Description of the task = Please continue the facts list about the Great Blue Heron below from where it stops.

Text section =
—————

Cool Facts About the Blue Heron
- Thanks to specially shaped neck vertebrae, Great Blue Herons can curl their neck into an S shape for a more aerodynamic flight profile and to quickly strike prey at a distance.
- Great Blue Herons have specialized feathers on their chest that continually grow and fray. The herons comb this “powder down” with a fringed claw on their middle toes, using the down like a washcloth to remove fish slime and other oils from their feathers as they preen. Applying the powder to their underparts protects their feathers against the slime and oils of swamps.
- Great Blue Herons can hunt day and night thanks to a high percentage of rod-type photoreceptors in their eyes that improve their night vision.
- Despite their impressive size, Great Blue Herons weigh only 5 to 6 pounds thanks in part to their hollow bones—a feature all birds share.
- Great Blue Herons in the northeastern U.S. and southern Canada have benefited from the recovery of beaver populations, which have created a patchwork of swamps and meadows well-suited to foraging and nesting.
- Along the Pacific coast, it’s not unusual to see a Great Blue Heron poised atop a floating bed of kelp waiting for a meal to swim by.

—————

(Items from a dataset)

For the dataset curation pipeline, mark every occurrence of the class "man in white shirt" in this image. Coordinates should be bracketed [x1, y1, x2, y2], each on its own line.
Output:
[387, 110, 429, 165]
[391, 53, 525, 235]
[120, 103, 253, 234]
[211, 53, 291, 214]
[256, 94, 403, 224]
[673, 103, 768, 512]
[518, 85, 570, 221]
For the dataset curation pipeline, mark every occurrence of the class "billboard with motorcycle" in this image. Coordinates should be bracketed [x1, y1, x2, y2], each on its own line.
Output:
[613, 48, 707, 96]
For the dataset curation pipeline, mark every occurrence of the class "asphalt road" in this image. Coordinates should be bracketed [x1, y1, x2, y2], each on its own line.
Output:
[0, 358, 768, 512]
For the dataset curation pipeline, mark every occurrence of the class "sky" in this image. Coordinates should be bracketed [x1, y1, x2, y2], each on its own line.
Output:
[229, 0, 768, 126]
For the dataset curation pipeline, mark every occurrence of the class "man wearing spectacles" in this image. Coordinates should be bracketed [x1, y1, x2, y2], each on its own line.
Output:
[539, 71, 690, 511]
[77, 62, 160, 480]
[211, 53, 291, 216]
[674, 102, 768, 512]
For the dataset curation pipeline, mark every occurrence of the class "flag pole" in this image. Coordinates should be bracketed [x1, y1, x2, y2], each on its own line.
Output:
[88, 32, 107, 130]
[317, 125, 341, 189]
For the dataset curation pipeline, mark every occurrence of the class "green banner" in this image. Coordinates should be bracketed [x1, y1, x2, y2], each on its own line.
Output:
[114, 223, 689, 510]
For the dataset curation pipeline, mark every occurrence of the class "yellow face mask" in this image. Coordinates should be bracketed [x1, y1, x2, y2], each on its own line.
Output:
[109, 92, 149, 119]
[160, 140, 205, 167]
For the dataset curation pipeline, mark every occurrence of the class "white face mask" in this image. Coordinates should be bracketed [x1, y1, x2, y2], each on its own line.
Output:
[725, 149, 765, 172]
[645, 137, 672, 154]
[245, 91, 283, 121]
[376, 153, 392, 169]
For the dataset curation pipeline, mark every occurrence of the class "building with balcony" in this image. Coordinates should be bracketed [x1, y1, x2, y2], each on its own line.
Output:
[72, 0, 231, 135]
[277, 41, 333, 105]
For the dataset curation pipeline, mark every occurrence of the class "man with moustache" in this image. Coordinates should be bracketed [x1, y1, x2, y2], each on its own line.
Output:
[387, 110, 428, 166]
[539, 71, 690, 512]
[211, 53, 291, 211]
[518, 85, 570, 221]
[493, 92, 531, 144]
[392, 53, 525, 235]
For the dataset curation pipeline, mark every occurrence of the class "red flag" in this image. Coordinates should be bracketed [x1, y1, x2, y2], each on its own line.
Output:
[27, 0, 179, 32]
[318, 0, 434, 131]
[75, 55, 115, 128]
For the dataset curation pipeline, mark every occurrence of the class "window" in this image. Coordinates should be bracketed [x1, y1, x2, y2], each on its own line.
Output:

—————

Result for this exercise =
- The white form of the Great Blue Heron, known as the “great white heron,” is found nearly exclusively in shallow marine waters along the coast of very southern Florida, the Yucatan Peninsula, and in the Caribbean. Where the dark and white forms overlap in Florida, intermediate birds known as “Wurdemann’s herons” can be found. They have the body of a Great Blue Heron, but the white head and neck of the great white heron.
- The oldest Great Blue Heron, based on banding recovery, was 24 years old.
- Great Blue Herons congregate at fish hatcheries, creating potential problems for the fish farmers. A study found that herons ate mostly diseased fish that would have died shortly anyway. Sick fish spent more time near the surface of the water where they were more vulnerable to the herons.